DOCUMENT EXTRACT

  7. Well, if they are shooting for a general audience, Kant and Hegel shouldn’t be on there any more than Newton.

  8. At least they got The Origin of Species. I suppose the lack of economics is attributable to it being the Grauniad, since the most important economics in book form tends to be more popular with conservatives.

    The Double Helix is eminently worth reading, but why isn’t it in “Memoir” where it belongs? They could replace it with On Growth and Form, which was an important book in biology (if now obsolete) and is a literary classic.

    It’s hard to think of many science books that fit the style of the list, but someone should suggest adding The Two Cultures.

  9. On a more uplifting note; what about science fiction? I wonder if science fiction today still has a draw on young people, attracting them to science, like it did for me back when we were landing on the moon. If we saw a list of top fiction, and it included science-fiction, perhaps we shouldn’t despair?

RECORDS SHOWN

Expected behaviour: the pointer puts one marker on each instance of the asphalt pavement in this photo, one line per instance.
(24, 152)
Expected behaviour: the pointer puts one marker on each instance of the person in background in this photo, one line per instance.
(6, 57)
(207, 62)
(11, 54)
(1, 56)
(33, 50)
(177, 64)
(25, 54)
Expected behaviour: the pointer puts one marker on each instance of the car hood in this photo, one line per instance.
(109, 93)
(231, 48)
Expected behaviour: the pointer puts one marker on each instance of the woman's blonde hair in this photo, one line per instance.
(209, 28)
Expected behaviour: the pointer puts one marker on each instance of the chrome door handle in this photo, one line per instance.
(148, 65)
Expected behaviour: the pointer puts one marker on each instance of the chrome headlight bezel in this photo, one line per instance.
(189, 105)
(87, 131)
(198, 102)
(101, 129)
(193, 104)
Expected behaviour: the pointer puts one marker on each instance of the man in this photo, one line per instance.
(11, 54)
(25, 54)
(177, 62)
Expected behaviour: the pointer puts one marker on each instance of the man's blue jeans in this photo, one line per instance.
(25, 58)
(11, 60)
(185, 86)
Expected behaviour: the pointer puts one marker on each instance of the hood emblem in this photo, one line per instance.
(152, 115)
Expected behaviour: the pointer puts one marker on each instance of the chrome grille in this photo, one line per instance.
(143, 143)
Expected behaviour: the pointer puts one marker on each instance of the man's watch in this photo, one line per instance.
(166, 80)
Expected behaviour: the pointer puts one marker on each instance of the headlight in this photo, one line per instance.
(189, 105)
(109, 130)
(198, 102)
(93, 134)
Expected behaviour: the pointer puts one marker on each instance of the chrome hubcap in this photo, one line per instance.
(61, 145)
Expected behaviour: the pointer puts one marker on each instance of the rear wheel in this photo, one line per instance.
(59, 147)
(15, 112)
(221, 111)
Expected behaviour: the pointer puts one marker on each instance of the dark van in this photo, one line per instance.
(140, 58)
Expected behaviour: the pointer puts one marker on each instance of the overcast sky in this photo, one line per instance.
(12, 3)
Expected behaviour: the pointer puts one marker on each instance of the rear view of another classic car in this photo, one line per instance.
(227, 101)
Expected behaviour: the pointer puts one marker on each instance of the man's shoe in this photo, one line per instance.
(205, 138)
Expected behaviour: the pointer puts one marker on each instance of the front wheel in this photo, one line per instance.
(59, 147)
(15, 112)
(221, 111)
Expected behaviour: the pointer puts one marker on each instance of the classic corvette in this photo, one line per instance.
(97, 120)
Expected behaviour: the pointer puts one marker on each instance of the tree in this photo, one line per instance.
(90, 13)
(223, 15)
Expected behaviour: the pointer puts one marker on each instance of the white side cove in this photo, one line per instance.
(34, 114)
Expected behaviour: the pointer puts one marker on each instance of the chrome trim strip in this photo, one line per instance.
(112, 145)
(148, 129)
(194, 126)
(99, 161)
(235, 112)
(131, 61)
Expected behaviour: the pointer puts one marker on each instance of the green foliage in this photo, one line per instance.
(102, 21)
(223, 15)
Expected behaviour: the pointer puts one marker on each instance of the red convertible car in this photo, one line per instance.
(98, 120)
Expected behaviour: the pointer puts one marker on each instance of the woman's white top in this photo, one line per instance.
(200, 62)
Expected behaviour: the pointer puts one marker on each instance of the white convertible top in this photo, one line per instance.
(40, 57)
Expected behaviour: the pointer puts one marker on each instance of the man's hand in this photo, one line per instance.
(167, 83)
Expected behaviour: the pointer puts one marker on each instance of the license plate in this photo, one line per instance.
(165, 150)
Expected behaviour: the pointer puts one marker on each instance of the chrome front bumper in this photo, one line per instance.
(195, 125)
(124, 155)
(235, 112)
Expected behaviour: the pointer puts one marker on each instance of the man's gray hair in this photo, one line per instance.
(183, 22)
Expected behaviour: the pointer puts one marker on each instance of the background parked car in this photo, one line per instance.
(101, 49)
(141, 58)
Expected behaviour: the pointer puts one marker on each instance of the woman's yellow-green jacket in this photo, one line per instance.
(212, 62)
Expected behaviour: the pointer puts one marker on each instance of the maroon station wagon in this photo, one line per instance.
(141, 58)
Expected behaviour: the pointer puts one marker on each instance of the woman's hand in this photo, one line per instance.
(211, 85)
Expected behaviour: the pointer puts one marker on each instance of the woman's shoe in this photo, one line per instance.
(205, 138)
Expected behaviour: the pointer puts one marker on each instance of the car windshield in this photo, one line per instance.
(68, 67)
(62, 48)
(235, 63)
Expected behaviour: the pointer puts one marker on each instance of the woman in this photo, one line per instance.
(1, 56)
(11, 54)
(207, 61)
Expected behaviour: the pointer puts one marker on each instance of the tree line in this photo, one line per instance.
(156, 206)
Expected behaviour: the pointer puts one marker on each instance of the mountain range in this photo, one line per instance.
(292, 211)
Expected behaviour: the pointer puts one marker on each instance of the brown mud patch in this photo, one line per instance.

INSTRUCTIONS FOR THE TASK
Copy the book-list comments between "9. On a more" and "we shouldn’t despair?", inclusive, and change "young people" to "teenagers".

RESPONSE BELOW
9. On a more uplifting note; what about science fiction? I wonder if science fiction today still has a draw on teenagers, attracting them to science, like it did for me back when we were landing on the moon. If we saw a list of top fiction, and it included science-fiction, perhaps we shouldn’t despair?